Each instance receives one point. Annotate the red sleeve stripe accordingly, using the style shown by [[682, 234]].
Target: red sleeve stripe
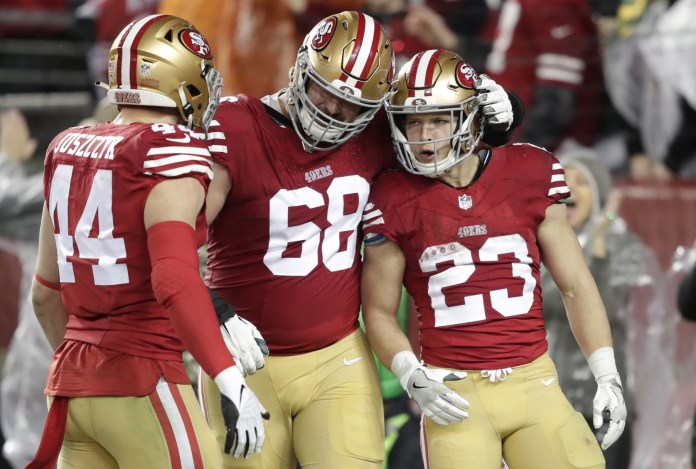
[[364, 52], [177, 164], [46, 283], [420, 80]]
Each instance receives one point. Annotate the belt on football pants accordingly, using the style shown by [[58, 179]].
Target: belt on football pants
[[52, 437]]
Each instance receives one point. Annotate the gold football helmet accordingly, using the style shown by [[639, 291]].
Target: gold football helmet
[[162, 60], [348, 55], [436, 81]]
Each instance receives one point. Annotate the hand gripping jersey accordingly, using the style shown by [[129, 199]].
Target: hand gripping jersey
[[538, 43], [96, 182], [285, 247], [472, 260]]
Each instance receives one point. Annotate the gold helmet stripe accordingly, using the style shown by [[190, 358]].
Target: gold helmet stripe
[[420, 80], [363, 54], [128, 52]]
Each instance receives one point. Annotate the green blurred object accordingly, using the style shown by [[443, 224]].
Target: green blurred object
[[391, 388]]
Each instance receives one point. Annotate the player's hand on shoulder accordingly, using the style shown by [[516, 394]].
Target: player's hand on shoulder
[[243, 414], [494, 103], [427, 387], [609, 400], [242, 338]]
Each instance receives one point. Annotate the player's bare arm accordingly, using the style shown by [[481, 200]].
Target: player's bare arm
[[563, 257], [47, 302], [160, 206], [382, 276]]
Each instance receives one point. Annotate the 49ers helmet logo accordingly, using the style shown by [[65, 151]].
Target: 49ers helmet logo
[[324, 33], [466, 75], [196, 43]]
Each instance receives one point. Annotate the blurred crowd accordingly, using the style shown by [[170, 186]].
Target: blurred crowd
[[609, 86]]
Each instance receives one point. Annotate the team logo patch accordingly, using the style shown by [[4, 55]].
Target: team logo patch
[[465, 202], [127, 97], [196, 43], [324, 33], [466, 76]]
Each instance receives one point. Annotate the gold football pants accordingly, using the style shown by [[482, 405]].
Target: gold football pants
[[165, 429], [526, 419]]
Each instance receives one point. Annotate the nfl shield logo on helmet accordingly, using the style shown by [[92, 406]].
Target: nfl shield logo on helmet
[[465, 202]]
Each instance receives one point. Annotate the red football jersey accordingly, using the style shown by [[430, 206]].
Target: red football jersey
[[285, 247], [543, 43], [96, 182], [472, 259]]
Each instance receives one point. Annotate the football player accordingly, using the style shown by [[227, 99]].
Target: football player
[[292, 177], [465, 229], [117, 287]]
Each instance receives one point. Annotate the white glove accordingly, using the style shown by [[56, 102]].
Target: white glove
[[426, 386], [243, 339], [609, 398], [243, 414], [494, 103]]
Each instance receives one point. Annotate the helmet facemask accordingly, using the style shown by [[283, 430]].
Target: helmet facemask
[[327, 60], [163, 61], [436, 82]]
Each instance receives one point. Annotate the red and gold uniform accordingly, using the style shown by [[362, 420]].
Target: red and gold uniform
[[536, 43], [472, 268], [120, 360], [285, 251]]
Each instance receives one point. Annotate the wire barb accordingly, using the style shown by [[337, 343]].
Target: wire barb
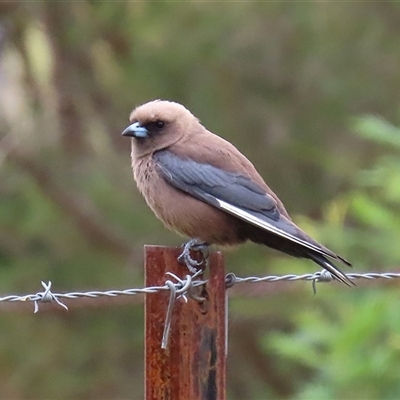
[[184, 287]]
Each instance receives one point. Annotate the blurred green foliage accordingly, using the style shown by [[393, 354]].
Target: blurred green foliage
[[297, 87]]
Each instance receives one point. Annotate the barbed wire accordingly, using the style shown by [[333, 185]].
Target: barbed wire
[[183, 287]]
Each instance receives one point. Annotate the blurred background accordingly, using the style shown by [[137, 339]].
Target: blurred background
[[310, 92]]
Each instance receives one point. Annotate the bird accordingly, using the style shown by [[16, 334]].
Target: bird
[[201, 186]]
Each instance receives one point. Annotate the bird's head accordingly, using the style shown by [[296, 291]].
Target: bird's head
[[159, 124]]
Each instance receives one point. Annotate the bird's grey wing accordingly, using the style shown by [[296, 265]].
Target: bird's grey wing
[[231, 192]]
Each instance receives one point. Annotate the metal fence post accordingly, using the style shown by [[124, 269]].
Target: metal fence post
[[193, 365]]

WHAT IS REQUIRED: Rewrite the entire listing above, replacing every "Target" with "Label" and leaving everything else unchanged. Leave the pictures out of your answer.

CORRECT RESULT:
Each instance receives one point. Annotate the red sleeve stripe accordingly, using the style shown by [[682, 234]].
Label: red sleeve stripe
[[364, 52], [177, 164], [46, 283], [420, 80]]
Each instance receives one point. Annotate the belt on football pants accordingly, using the style shown by [[58, 179]].
Label: belt on football pants
[[52, 437]]
Each instance receives one point. Annotate the gold football helmet accordingly, using the style shown by [[639, 291]].
Label: gold football helmet
[[162, 60], [348, 55], [436, 81]]
Each instance receives one point. Annotate the hand gripping jersey accordingly, using the style shown by [[129, 199]].
Label: hand gripping jersey
[[538, 43], [96, 182], [285, 247], [472, 260]]
Each instance receives one point. Annotate the gold helmet stripe accordingly, using the style shown by [[190, 358]].
Label: gold helmet stripe
[[420, 80], [363, 54], [128, 52]]
Each instance receives one point. Annotate the green blurred object accordingly, using the style shown by [[443, 224]].
Label: green blurred object
[[391, 388]]
Each instance receives one point. Annotate the player's hand on shoulder accordingly, using the style shown by [[516, 394]].
Label: player's hand on shoulder
[[243, 414], [494, 103], [427, 387], [609, 400], [242, 338]]
Each instance receives one point. Annotate the player's bare arm accordingly, using the style shown by [[481, 200]].
Label: player's bare arm
[[563, 257], [47, 302], [160, 206], [382, 276]]
Each instance receives one point. Annotate the 49ers helmet logo accordingly, using the style shown by [[65, 151]].
Label: 49ers helmet logo
[[324, 33], [466, 75], [196, 43]]
Each instance receives one point. Annotate the blurred crowd accordingly, using the style shown by [[170, 186]].
Label: blurred crowd
[[609, 86]]
Each instance receives one point. Annotate the team logo patch accordingly, using the style shown by [[4, 55]].
Label: team logo patch
[[465, 202], [127, 97], [196, 43], [324, 33], [466, 76]]
Each instance receives one point. Annotate the gold football pants accordingly, using the style shown by [[482, 405]].
Label: gold football pants
[[165, 429], [526, 419]]
Each instance receives one point. Annotate the nfl shield logo on helmet accordingly, using the style shown by [[92, 406]].
Label: nfl shield logo on helmet
[[465, 202]]
Each instance receives one point. Annotate the red football jersey accordingly, using the style shown by [[430, 206]].
Label: red football jersey
[[285, 247], [543, 43], [96, 182], [472, 259]]
Each instance receives one point. Annotate the football player accordingly, using the style shown by [[227, 99]].
Label: football player
[[292, 177], [465, 229], [117, 287]]
Each instance receives one point. Annotate the white glove accordingly, using the style shown by [[56, 102]].
Label: white glove
[[426, 386], [243, 339], [609, 398], [243, 414], [494, 103]]
Each instance receives one point. Annotate the helmet facemask accordingly, using the style shown by [[283, 430]].
Label: helmet facemask
[[327, 60], [163, 61], [436, 82]]
Each instance receives one point. Annotate the red and gold uniform accordingly, using the style shown by [[362, 420]].
Label: red and gold uniform
[[536, 43], [472, 268], [120, 360], [285, 251]]
Each instance receives one point. Annotate the wire barb accordingly, using the style shown by [[337, 343]].
Label: wire barb
[[184, 287]]
Each instance receives one point. Annotate the blurred green foliage accordingly, using the style shown by [[393, 354]].
Label: blurred green foliage
[[297, 87]]
Each instance receives one point. Annotate the barbed wire accordingly, using the style shown by [[333, 185]].
Label: barbed wire
[[183, 287]]
Each instance receives one point. Annotate the blurred background accordingly, using the style shown by [[137, 339]].
Label: blurred background
[[310, 92]]
Each instance receives one point. Annotate the bird accordingly, using the style shown by [[16, 334]].
Label: bird
[[201, 186]]
Each instance receives one point. Annotate the bird's head accordingly, using the style shown by [[296, 291]].
Label: bird's head
[[159, 124]]
Each instance receives one point. Annotate the bird's grey wing accordingly, using the style shown by [[296, 265]].
Label: bird's grey wing
[[231, 192]]
Each instance receives one point. Annotate the metal fence post accordingly, using the style shown by [[124, 269]].
Label: metal fence post
[[193, 365]]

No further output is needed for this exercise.